**Exercise requirements:** Although the entries hold pictures, only their words are printed back, exactly as given.

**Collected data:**
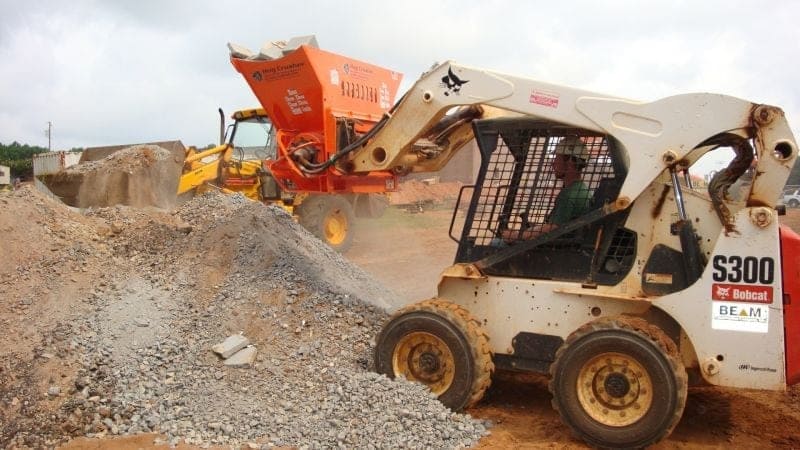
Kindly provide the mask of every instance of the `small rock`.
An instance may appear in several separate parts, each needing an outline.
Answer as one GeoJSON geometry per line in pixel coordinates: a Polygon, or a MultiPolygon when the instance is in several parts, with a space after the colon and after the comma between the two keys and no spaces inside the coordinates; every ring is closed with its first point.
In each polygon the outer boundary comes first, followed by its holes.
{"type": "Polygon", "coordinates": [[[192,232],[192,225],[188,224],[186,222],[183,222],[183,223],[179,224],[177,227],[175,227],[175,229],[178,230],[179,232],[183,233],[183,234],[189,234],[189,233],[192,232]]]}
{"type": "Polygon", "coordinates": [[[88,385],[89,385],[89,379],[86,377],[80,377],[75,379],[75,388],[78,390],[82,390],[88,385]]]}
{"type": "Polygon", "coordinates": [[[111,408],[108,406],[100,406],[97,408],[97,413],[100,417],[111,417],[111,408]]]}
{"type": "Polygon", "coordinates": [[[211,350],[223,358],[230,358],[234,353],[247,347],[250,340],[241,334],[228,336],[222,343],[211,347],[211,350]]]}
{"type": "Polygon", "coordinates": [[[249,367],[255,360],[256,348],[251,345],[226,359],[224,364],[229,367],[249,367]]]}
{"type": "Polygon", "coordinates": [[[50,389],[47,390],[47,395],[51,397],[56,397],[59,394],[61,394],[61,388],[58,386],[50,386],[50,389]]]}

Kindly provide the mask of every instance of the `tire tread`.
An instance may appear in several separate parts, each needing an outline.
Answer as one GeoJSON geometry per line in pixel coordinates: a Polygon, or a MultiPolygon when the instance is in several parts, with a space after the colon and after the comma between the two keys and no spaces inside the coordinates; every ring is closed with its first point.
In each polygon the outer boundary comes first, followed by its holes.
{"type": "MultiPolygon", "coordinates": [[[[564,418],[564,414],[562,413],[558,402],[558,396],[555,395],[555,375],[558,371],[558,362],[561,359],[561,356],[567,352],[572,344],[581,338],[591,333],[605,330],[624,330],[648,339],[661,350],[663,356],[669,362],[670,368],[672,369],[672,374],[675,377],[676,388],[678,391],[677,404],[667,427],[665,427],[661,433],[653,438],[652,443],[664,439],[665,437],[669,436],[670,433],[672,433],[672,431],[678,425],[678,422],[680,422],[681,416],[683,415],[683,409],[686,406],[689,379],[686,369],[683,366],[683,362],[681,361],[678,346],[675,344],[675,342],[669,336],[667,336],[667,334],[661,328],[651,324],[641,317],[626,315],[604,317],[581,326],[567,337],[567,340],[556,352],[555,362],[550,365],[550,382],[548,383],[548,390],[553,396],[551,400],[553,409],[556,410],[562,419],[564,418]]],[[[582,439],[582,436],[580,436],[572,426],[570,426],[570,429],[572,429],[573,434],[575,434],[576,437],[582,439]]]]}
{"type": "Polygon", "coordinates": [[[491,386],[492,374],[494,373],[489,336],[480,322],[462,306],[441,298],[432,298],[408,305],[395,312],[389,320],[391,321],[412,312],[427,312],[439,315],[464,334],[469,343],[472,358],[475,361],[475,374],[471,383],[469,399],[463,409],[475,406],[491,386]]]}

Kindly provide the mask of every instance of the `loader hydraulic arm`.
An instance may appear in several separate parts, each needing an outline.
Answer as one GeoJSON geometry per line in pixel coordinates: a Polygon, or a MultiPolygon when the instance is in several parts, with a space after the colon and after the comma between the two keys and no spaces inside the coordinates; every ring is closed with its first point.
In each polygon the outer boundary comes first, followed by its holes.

**Response to this task:**
Kindly provide the mask of every instance of the `small rock`.
An instance may appear in several separate parts, each needing an outline.
Answer as one GeoJSON geometry per line in pixel coordinates: a Polygon, or a MultiPolygon when the instance is in several parts, with a space after the colon and after the comma between the two keys and no spaces inside the coordinates; every ring is closed with its first point.
In each polygon the outer boundary comes first, followed by its holes.
{"type": "Polygon", "coordinates": [[[192,232],[192,225],[188,224],[186,222],[183,222],[183,223],[179,224],[177,227],[175,227],[175,229],[178,230],[179,232],[183,233],[183,234],[189,234],[189,233],[192,232]]]}
{"type": "Polygon", "coordinates": [[[88,385],[89,385],[89,379],[86,377],[80,377],[75,379],[75,388],[78,390],[82,390],[88,385]]]}
{"type": "Polygon", "coordinates": [[[111,408],[108,406],[100,406],[97,408],[97,413],[100,417],[111,417],[111,408]]]}
{"type": "Polygon", "coordinates": [[[211,350],[223,358],[230,358],[234,353],[247,347],[250,340],[241,334],[228,336],[222,343],[211,347],[211,350]]]}
{"type": "Polygon", "coordinates": [[[249,367],[255,360],[256,348],[251,345],[226,359],[224,364],[229,367],[249,367]]]}
{"type": "Polygon", "coordinates": [[[50,389],[47,390],[47,395],[51,397],[56,397],[59,394],[61,394],[61,388],[58,386],[50,386],[50,389]]]}

Kindly provide the mask of every instance of the `tire tread`.
An instance may appear in several separate parts, each needing an outline.
Answer as one GeoJSON geometry per line in pixel coordinates: a Polygon, or a MultiPolygon when the instance is in several parts, with a space after the colon and after the comma between the two keys and no spaces inside the coordinates; every ring is closed with its first point.
In each polygon the outer boundary comes first, followed by its holes.
{"type": "MultiPolygon", "coordinates": [[[[564,418],[564,414],[562,413],[558,402],[558,396],[555,395],[555,375],[558,371],[558,362],[561,359],[561,356],[567,352],[572,344],[581,338],[591,333],[605,330],[624,330],[648,339],[661,350],[663,356],[669,362],[670,368],[672,369],[672,374],[675,377],[676,388],[678,391],[677,404],[667,427],[665,427],[661,433],[653,438],[652,443],[664,439],[665,437],[669,436],[670,433],[672,433],[672,431],[678,425],[678,422],[680,422],[681,416],[683,415],[683,409],[686,406],[689,379],[686,369],[683,366],[683,362],[681,361],[678,346],[675,344],[675,342],[669,336],[667,336],[667,334],[661,328],[651,324],[641,317],[626,315],[604,317],[581,326],[567,337],[567,340],[556,352],[555,362],[550,365],[550,382],[548,383],[548,390],[553,396],[551,400],[553,409],[556,410],[562,419],[564,418]]],[[[582,439],[582,436],[580,436],[572,426],[570,426],[570,429],[572,429],[573,434],[575,434],[576,437],[582,439]]]]}
{"type": "Polygon", "coordinates": [[[491,386],[492,374],[494,373],[489,336],[480,322],[462,306],[441,298],[432,298],[408,305],[395,312],[389,320],[391,321],[412,312],[427,312],[439,315],[464,334],[469,343],[472,358],[475,361],[475,374],[471,383],[469,399],[463,409],[475,406],[491,386]]]}

Kindly provide the mask of every instance of the `loader hydraulic arm`.
An instance may appear in several separate parts, each needing an outline.
Answer as one GeoJSON geometry per line in pixel coordinates: a Polygon, or a MultiPolygon when the instance is in several parts, with a space after the colon and after the comma between the two keys and no spaces inside the coordinates; every ring is closed with its first point.
In each polygon the outer boundary comes first, followed by its holes.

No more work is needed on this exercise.